Collected data:

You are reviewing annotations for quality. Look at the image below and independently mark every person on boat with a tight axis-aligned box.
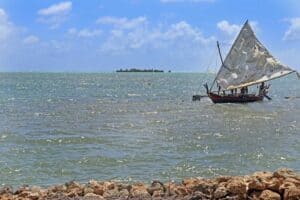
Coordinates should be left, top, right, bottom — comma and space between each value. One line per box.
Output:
245, 86, 248, 94
234, 88, 237, 95
240, 87, 245, 95
231, 89, 234, 95
217, 85, 221, 95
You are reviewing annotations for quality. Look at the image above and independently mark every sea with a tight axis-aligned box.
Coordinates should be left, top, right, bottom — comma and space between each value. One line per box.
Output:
0, 72, 299, 187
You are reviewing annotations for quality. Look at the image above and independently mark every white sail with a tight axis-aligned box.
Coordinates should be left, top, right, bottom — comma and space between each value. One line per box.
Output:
216, 21, 295, 90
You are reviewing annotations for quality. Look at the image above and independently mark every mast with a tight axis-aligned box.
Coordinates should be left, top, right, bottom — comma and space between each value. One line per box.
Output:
209, 41, 224, 91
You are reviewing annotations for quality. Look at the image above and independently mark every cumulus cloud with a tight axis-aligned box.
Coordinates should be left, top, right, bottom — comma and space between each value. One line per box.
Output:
217, 20, 259, 37
0, 8, 15, 41
283, 18, 300, 41
23, 35, 40, 44
217, 20, 241, 36
37, 1, 72, 29
68, 28, 102, 37
96, 16, 147, 29
100, 16, 214, 53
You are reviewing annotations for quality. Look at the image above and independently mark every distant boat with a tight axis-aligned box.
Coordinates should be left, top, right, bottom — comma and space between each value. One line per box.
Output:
202, 20, 299, 104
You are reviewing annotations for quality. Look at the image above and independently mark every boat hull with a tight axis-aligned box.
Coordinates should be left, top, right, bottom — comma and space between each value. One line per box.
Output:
208, 92, 263, 104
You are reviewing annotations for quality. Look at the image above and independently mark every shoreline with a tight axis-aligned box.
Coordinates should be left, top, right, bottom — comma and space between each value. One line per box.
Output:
1, 168, 300, 199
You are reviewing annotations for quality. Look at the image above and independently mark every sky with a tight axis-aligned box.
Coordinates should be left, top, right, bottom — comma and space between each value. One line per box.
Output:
0, 0, 300, 72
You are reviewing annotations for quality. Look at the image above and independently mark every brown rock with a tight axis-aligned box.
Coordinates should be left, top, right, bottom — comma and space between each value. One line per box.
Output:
252, 171, 273, 180
0, 186, 13, 195
102, 188, 120, 198
214, 186, 228, 199
83, 187, 94, 195
87, 181, 104, 196
284, 186, 300, 200
248, 177, 267, 191
273, 168, 300, 180
259, 189, 280, 200
152, 190, 164, 198
130, 183, 151, 199
48, 184, 67, 193
147, 181, 165, 195
28, 192, 40, 200
83, 193, 105, 200
215, 176, 232, 183
174, 186, 189, 196
119, 189, 129, 198
103, 181, 115, 190
248, 190, 262, 200
265, 178, 282, 193
226, 177, 247, 199
279, 182, 296, 195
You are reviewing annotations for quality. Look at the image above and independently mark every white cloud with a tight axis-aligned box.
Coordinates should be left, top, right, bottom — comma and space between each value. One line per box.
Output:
68, 28, 102, 37
0, 8, 15, 41
38, 1, 72, 16
23, 35, 40, 44
217, 20, 241, 36
160, 0, 215, 3
217, 20, 259, 36
96, 16, 147, 29
37, 1, 72, 29
283, 18, 300, 41
100, 16, 214, 53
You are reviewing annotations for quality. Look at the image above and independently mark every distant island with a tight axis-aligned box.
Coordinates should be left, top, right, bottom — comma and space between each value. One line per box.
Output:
116, 68, 170, 73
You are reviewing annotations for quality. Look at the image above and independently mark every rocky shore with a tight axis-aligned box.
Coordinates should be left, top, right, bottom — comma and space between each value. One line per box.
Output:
1, 168, 300, 200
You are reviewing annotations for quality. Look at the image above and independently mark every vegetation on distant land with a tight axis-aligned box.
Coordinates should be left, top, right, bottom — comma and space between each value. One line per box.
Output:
116, 68, 165, 72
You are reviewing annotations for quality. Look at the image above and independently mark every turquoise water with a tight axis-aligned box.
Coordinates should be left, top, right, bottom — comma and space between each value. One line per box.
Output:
0, 72, 299, 187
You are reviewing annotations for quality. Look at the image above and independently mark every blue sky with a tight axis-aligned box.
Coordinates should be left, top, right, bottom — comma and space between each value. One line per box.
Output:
0, 0, 300, 72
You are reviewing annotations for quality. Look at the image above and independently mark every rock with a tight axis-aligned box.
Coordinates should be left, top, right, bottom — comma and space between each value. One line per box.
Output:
0, 186, 13, 195
226, 177, 247, 199
28, 192, 39, 200
83, 187, 94, 195
215, 176, 232, 183
152, 190, 164, 198
174, 186, 189, 196
103, 181, 115, 190
103, 188, 120, 198
183, 178, 215, 194
87, 181, 104, 196
279, 182, 296, 195
248, 177, 267, 191
84, 192, 104, 200
214, 186, 228, 199
147, 180, 165, 195
273, 168, 299, 180
119, 189, 129, 198
283, 186, 300, 200
259, 190, 280, 200
264, 178, 282, 193
130, 183, 151, 199
49, 184, 67, 193
248, 190, 262, 200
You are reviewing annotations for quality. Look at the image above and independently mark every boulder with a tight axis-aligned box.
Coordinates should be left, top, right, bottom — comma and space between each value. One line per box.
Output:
248, 177, 267, 191
283, 186, 300, 200
259, 189, 280, 200
102, 188, 120, 199
226, 177, 247, 199
174, 186, 189, 196
273, 168, 299, 180
213, 186, 228, 199
84, 192, 104, 200
147, 181, 165, 195
130, 183, 151, 199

AIM OF THE EXERCISE.
Bring together all lines in the records where the word "white" is found.

EXERCISE SOLUTION.
You are reviewing annotations for quality. Look at the image above and independently mark every white sail with a tight axis-aligned box.
You are reviewing annotations for quality. Look at the image above and independently mark every white cloud with a tight axis-aligned box.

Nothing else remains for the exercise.